__TEXT SECTION__

===============

With over ten million inhabited systems under its control and a further several million used as remote or automated research, material extraction or interstellar survey, the Draconid Imperium utilises a comprehensive planetary classification system to take into account a wide variety of factors.
With the importance of industry being a cornerstone element of the Imperial fabric, planets are classified using a three-point code that explains the scale of settlement, a planet's primary economic output and the scale of local industry. For example a planet with a large population of two billion that specialises in manufacutring will be a Class IV-MG-C while a small frontier that acts as the breadbasket for a larger region using robotic farm-hands would be registered as a Class II-AG-D.
As well as worlds the Imperium has colonised or annexed, the system is also used to classify various pre-contact planetary societies under the Imperium's purview and even foreign planets.

===============

__MATERIAL SHOWN__
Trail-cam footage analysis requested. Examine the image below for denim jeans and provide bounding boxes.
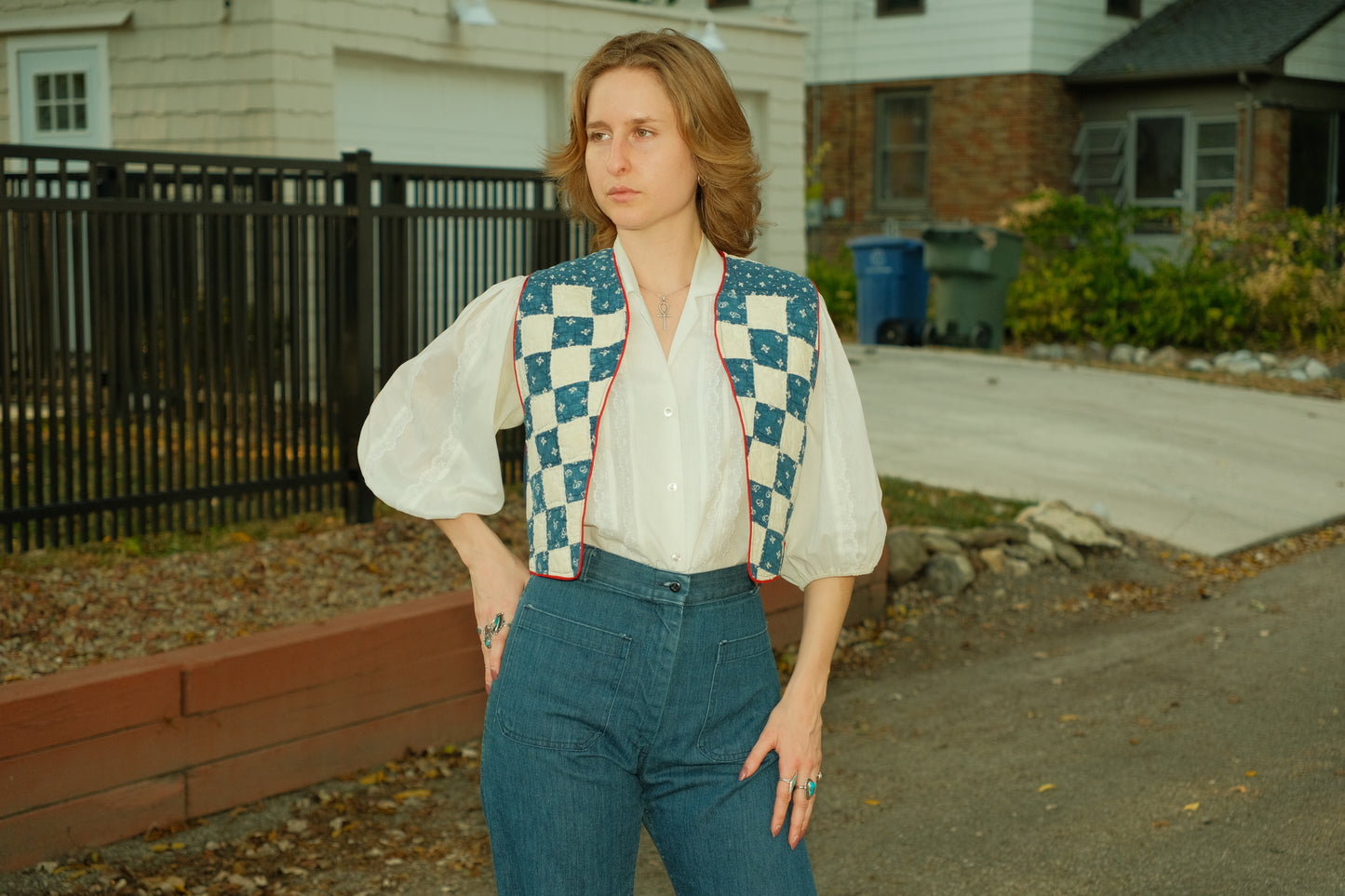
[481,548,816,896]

===============

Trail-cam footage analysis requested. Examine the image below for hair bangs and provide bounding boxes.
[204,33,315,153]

===============

__DIRECTIVE__
In the text on the Draconid Imperium's planetary classification, what class is given for a small frontier world that serves as a regional breadbasket using robotic farm-hands?

__ANSWER TO THE TASK__
Class II-AG-D